There's what I'm asking to do only it doesnt reward the bot. otherwise it works pretty well, with decent profits rather quick.

If you dif this code with the version you posted, youll see I added a few things other than changing how the bet stake and payout multiplier is handled, such as a function that creates a random client seed and changed a few of the html elements to global variables

mbithy commented 7 years ago

@nickisghosty why don't you fork then make a pull request that way your contributions are included in whats existing, now about your questions

  1. How do you define the actions and states? In a provably fair bet you only have two possible actions that is bet LOW or bet HI in Trevel this actions are represented as 0 for LOW and 1 for HI. For this task I have let states be the last 8 correct outcomes from betting and as we have already established if a bet result was LO the state is 0 and HI is 1. Now in my opinion profits have nothing to do with rewards as there is nowhere where the learning agent gets a profit variable. I designed it to want to be right all the time and as a consequence win more overall and inevitably make more profits.

  2. Whats the difference between using Trevel.variable and env.variable? The relationship between Trevel and env is like the relationship between b and x when a=x and b=a I figured after I have initialized env to Trevel there was no need to keep using Trevel. It is a preference. I would also prefer when you make code changes like adding a new function you add it inside Trevel that way all functions related to betting are all inside Trevel.

------------------------------------------------

Task instructions:
A. According to the betting-bot thread, what makes up a state for the learning agent?
B. Transcribe the betting-bot thread from "mbithy commented 7" to "make more profits.".
The records that follow have no connection to the betting-bot thread.

------------------------------------------------

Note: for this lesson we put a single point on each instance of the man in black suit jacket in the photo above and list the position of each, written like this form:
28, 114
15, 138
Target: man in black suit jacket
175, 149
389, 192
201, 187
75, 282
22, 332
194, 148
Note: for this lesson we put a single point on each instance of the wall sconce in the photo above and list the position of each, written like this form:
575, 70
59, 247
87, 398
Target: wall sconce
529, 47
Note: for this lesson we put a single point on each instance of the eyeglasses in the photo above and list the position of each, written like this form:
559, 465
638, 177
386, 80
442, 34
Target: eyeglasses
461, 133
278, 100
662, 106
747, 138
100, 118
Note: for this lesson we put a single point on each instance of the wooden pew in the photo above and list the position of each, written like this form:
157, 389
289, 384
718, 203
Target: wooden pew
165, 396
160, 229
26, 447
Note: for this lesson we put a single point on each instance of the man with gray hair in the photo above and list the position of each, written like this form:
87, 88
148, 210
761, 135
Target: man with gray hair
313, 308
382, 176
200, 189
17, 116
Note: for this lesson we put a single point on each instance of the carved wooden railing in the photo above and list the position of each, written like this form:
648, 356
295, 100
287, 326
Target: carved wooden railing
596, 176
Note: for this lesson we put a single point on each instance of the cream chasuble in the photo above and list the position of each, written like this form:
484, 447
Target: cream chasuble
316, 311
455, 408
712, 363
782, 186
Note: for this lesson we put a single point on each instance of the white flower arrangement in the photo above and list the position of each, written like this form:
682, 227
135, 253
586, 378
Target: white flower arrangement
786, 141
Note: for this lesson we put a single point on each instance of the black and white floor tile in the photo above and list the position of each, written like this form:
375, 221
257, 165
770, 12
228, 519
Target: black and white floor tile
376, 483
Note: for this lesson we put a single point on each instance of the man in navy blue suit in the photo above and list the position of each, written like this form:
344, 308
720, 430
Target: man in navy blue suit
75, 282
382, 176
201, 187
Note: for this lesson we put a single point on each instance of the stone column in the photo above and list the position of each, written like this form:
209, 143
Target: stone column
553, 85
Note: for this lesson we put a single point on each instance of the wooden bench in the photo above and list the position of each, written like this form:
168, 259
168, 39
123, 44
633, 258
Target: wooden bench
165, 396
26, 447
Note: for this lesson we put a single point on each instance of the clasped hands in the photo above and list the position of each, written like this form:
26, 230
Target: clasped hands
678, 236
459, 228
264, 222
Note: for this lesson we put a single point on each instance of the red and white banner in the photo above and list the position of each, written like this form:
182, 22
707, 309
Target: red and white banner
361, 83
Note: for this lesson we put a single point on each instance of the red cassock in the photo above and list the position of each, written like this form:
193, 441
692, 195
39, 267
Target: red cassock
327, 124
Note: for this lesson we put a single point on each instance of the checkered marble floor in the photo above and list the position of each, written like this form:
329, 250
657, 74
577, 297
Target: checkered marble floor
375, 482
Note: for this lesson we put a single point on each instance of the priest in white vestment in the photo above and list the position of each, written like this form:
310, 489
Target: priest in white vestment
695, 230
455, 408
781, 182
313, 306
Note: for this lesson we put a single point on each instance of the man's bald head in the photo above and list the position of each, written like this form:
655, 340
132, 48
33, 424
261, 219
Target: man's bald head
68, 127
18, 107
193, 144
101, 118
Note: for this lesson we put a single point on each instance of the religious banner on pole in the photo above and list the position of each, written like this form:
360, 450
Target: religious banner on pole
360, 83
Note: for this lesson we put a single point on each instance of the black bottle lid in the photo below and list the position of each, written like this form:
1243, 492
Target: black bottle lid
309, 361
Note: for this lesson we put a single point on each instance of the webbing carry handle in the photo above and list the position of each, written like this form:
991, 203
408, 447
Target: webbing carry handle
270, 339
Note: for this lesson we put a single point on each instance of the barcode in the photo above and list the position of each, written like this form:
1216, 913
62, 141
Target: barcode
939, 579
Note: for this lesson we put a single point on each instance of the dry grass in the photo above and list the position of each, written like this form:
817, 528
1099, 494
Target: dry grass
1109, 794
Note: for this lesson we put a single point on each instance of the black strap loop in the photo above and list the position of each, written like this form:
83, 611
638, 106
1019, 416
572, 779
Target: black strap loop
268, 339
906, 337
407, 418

------------------------------------------------

Expected answers:
A. The last 8 correct outcomes from betting, with LO as 0 and HI as 1.

B.
mbithy commented 7 years ago

@nickisghosty why don't you fork then make a pull request that way your contributions are included in whats existing, now about your questions

  1. How do you define the actions and states? In a provably fair bet you only have two possible actions that is bet LOW or bet HI in Trevel this actions are represented as 0 for LOW and 1 for HI. For this task I have let states be the last 8 correct outcomes from betting and as we have already established if a bet result was LO the state is 0 and HI is 1. Now in my opinion profits have nothing to do with rewards as there is nowhere where the learning agent gets a profit variable. I designed it to want to be right all the time and as a consequence win more overall and inevitably make more profits.